What Are Your Favorite Writing-Related Resources?
As I mentioned in my post last week, I’ve been a huge fan of Angela Ackerman and Becca Puglisi’s work for years. In addition to their helpful blog, they’re the genius duo behind the Thesaurus books and the One Stop for Writers website.
So to celebrate the 10th anniversary of their blog (and to improve my mega-posts listing every writing craft skill I could think of for story development, line editing, and copy editing), I held a giveaway contest over the past week for everyone suggesting improvements to those Writing Craft Master Lists. The winner will get $40 to spend on Angela and Becca’s super-helpful Thesaurus books.
Today, I’m announcing the winner, but first I thought we could share our favorite writing-related books and resources. Scroll down to add your suggestions. *smile*
My Favorite Writing-Related Books
The Emotion Thesaurus: A Writer’s Guide to Character Expression
This book has been my #1 Go-To Writing Help book ever since it released. With 2 full pages of ideas about how to show character emotions for each of the 75 different entries, we can learn endless options for the physical signs, internal thoughts, and internal sensations (visceral reactions) for every emotion, whether the character is the point-of-view character or not.
I could go on for pages and gush about the awesomeness of this book. *grin* Instead I’ll just point you to my post about how we can use this resource to improve our writing.
The Positive Trait Thesaurus: A Writer’s Guide to Character Attributes and The Negative Trait Thesaurus: A Writer’s Guide to Character Flaws
Finding the perfect mix of strengths and weaknesses for our characters can be difficult. We need to choose the right blend of strengths that make them admirable and worth rooting for—without making it too easy for them to succeed—and we need to figure out which flaws best fit our characters.

• WHAT THE EXERCISE ASKS
According to the post on writing-related resources, how many entries does The Emotion Thesaurus contain?

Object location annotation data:
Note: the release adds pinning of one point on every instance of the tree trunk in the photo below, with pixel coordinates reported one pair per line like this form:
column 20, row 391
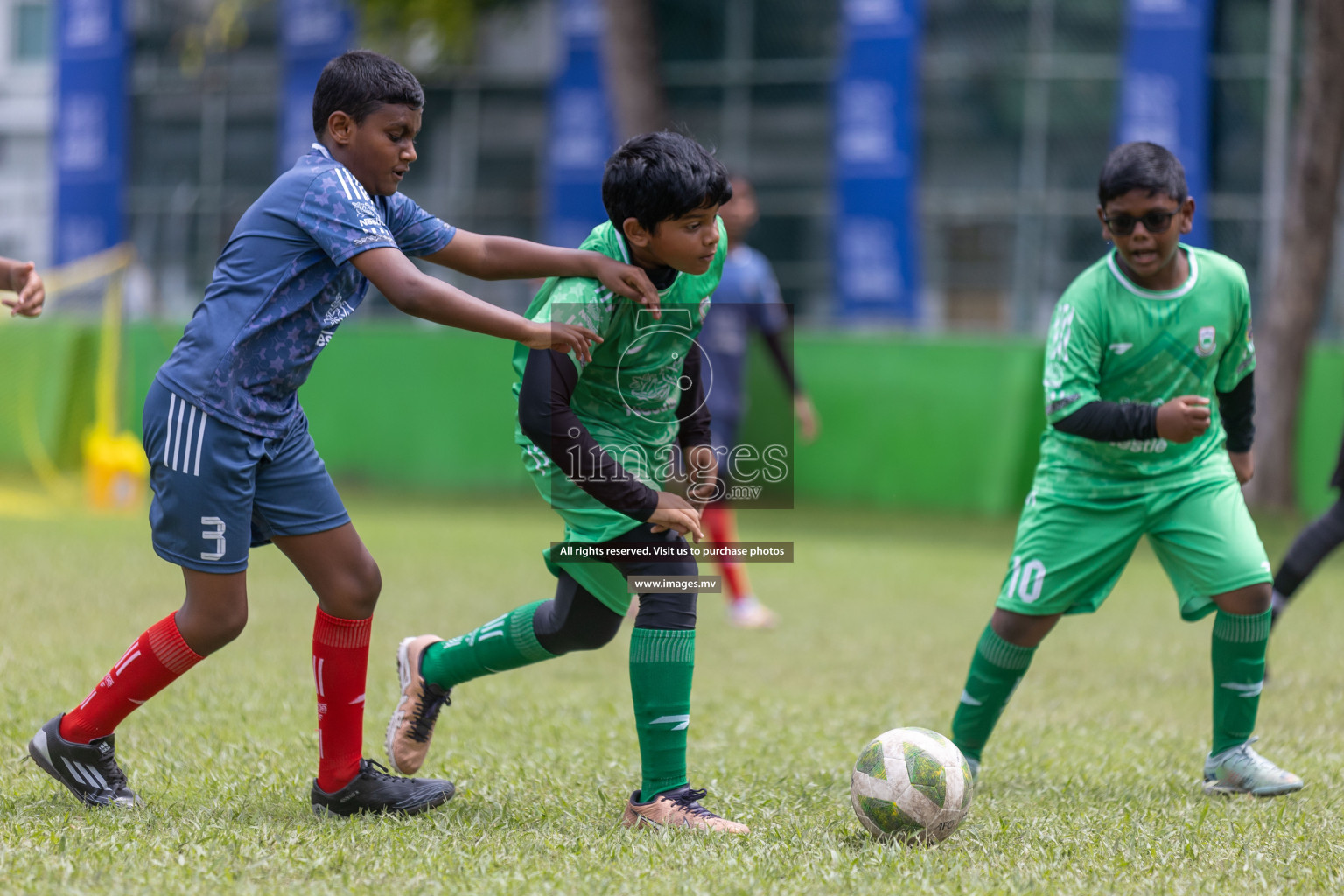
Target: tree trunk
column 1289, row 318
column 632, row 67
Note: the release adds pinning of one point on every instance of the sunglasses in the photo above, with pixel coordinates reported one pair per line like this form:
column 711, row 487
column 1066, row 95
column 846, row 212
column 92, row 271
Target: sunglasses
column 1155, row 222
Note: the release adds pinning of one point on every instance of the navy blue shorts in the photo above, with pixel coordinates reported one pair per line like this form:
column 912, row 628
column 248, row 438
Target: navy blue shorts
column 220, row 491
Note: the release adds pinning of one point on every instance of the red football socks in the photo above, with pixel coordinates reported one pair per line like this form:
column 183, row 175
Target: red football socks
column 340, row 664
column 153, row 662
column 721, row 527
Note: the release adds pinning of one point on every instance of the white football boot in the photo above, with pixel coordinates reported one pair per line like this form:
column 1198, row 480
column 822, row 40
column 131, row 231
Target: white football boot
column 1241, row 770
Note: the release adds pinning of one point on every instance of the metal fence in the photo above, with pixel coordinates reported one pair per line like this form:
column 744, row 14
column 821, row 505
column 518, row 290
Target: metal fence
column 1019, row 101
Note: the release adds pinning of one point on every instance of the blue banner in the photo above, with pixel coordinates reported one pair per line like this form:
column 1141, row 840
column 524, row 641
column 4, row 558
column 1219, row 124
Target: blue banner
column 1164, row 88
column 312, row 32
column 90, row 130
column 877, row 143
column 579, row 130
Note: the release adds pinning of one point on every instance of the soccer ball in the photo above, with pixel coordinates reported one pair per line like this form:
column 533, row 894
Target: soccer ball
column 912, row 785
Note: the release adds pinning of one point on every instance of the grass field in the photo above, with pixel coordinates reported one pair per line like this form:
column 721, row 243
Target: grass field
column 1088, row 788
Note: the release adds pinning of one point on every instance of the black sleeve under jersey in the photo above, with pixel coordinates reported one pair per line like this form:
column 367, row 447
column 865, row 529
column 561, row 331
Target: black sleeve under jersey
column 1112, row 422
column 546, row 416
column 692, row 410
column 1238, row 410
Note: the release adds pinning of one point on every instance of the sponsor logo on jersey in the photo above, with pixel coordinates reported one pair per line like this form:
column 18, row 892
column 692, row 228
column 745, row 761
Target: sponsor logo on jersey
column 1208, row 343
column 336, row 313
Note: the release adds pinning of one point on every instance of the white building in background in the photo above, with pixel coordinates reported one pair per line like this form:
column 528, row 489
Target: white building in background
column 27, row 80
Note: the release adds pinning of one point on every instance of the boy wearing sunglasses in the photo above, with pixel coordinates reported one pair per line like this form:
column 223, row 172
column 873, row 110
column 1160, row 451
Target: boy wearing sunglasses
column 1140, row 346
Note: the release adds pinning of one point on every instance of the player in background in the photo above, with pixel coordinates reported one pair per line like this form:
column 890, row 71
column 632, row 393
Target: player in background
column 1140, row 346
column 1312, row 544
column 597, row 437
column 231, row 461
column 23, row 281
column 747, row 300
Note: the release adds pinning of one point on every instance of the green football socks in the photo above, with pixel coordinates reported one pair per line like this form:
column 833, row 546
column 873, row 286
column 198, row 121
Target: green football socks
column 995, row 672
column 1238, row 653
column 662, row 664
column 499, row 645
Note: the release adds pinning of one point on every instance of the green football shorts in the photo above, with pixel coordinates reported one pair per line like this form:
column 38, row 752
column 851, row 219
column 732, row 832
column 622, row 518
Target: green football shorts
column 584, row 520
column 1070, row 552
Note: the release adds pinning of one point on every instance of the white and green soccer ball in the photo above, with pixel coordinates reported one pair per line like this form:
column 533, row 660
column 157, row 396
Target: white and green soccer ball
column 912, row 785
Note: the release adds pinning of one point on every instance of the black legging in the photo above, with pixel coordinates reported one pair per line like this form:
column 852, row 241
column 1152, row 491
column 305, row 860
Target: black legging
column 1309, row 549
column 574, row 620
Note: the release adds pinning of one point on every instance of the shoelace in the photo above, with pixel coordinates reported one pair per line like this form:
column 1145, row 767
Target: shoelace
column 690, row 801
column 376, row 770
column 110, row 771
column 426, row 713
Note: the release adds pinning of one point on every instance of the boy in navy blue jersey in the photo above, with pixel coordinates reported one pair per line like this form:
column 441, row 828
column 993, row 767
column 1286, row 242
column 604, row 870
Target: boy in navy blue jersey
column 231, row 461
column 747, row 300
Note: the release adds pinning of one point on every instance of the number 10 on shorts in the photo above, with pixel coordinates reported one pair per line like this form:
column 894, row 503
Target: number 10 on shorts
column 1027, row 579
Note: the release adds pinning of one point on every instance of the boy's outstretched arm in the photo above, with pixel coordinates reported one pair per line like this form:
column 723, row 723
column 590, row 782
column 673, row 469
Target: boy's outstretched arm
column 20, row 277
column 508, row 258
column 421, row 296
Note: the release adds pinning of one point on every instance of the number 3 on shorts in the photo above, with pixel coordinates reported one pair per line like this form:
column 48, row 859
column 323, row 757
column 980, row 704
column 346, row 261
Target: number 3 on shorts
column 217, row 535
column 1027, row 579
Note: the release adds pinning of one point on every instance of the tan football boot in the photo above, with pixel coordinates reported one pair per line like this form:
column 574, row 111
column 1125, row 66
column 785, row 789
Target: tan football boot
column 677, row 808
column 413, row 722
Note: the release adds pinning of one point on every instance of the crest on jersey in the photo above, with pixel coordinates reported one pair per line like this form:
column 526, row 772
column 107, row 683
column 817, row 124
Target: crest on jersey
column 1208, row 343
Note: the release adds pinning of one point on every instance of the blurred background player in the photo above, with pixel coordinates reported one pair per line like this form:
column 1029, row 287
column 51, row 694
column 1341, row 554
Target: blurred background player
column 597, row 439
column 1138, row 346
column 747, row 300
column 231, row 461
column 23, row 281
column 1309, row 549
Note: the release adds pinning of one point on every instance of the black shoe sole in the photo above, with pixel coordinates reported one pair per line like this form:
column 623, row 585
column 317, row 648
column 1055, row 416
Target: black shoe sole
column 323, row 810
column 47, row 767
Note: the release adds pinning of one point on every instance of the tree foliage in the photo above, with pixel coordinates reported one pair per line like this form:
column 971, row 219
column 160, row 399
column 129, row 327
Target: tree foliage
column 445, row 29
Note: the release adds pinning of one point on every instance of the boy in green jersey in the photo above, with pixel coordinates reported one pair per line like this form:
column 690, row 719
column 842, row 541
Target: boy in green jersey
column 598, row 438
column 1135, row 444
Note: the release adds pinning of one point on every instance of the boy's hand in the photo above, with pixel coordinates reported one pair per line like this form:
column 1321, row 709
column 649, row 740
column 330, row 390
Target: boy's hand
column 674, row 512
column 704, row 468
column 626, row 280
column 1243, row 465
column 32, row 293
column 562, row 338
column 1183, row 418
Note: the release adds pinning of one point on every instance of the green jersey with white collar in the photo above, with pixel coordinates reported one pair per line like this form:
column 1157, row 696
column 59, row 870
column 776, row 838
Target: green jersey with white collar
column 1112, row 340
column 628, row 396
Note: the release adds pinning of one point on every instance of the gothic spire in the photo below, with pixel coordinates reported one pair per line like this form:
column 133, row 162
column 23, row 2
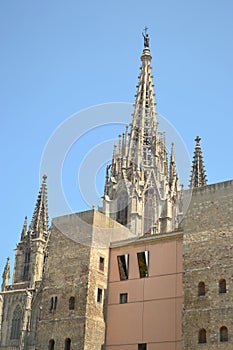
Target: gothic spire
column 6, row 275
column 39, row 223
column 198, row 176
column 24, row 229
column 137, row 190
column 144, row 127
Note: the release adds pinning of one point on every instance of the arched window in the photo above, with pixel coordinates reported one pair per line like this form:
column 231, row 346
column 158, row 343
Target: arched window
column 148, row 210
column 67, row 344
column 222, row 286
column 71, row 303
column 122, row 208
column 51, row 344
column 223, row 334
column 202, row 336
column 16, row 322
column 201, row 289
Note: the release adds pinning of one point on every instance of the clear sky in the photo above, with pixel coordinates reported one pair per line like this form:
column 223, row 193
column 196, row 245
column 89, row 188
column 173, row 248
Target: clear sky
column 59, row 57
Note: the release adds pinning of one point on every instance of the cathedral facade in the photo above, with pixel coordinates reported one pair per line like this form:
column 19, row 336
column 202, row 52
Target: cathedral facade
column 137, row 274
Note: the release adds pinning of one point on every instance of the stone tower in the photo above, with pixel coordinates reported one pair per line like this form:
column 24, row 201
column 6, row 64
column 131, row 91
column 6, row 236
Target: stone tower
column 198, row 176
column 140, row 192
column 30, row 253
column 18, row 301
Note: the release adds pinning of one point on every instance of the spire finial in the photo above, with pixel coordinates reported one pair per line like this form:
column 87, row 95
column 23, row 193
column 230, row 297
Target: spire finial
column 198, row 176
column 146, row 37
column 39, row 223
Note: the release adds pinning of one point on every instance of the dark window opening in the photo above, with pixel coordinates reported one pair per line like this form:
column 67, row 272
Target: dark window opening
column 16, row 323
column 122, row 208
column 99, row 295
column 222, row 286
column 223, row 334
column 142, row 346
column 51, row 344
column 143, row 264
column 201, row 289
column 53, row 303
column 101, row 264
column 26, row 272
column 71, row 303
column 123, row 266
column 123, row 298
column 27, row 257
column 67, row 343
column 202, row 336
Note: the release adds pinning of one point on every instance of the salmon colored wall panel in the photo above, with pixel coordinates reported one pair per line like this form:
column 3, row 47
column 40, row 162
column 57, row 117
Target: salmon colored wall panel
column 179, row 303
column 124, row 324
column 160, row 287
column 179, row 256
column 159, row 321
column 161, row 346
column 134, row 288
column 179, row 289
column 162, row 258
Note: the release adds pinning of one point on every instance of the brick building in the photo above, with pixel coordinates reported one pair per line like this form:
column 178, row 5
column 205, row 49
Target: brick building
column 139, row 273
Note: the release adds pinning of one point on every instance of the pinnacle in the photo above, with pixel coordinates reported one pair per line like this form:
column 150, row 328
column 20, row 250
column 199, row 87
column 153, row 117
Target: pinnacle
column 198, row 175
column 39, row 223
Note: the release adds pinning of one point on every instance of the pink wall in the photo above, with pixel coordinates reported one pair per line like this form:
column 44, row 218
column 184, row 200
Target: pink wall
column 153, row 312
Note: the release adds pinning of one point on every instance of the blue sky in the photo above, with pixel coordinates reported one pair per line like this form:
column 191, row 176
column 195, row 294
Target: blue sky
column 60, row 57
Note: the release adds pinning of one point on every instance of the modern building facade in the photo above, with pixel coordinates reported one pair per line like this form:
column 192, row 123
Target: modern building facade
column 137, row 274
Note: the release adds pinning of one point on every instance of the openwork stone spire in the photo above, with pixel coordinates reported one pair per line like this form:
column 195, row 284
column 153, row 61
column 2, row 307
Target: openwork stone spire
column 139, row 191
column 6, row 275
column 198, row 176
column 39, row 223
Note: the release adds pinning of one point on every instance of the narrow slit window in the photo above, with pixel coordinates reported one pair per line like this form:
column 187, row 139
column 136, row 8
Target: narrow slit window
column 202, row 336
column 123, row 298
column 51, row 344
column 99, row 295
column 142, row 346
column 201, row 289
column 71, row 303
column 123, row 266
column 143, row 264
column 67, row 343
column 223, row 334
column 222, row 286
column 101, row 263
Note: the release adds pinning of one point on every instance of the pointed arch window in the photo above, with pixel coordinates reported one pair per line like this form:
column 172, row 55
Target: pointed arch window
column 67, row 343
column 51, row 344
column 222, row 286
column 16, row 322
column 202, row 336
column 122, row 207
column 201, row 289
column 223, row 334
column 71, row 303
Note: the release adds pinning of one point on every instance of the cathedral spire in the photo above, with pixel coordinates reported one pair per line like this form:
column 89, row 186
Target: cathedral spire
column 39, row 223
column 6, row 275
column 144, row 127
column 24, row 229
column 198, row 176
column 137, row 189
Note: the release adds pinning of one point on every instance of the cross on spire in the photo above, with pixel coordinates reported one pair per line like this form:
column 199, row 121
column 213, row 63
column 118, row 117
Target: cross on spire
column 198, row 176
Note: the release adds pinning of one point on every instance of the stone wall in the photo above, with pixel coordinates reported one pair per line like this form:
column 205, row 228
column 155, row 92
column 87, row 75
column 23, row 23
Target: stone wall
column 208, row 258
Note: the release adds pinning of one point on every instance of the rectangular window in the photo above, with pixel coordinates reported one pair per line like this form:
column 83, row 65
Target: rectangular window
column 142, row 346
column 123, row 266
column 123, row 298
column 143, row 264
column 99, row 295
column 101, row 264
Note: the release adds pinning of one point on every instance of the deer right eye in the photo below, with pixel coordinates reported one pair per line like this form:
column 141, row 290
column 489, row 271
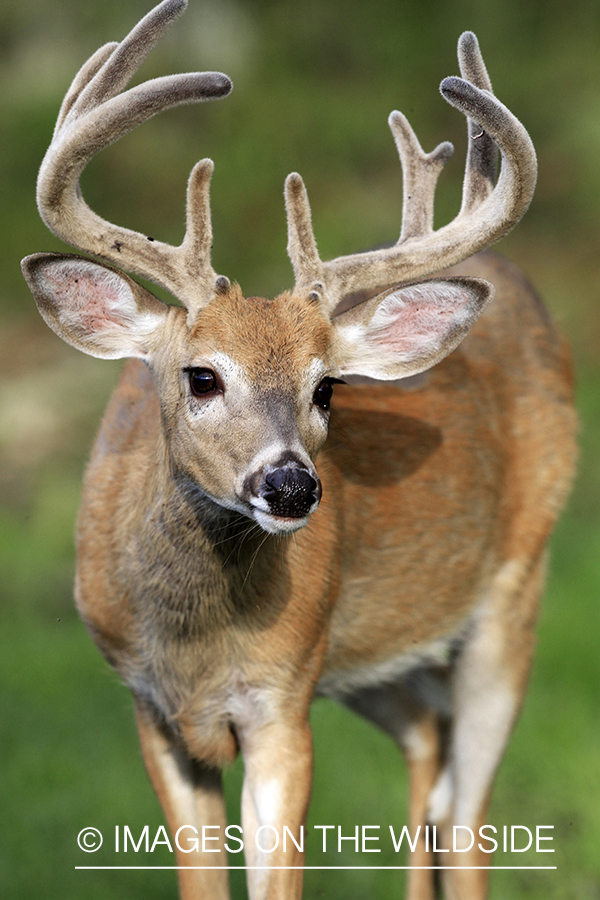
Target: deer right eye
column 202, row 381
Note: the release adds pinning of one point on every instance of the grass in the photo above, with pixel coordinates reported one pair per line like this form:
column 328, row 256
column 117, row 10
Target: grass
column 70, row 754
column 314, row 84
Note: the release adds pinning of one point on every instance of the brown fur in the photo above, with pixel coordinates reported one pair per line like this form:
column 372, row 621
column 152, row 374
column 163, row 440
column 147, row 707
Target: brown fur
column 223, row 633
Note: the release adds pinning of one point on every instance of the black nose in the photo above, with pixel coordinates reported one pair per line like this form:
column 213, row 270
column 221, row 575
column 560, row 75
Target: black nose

• COMPLETED TASK
75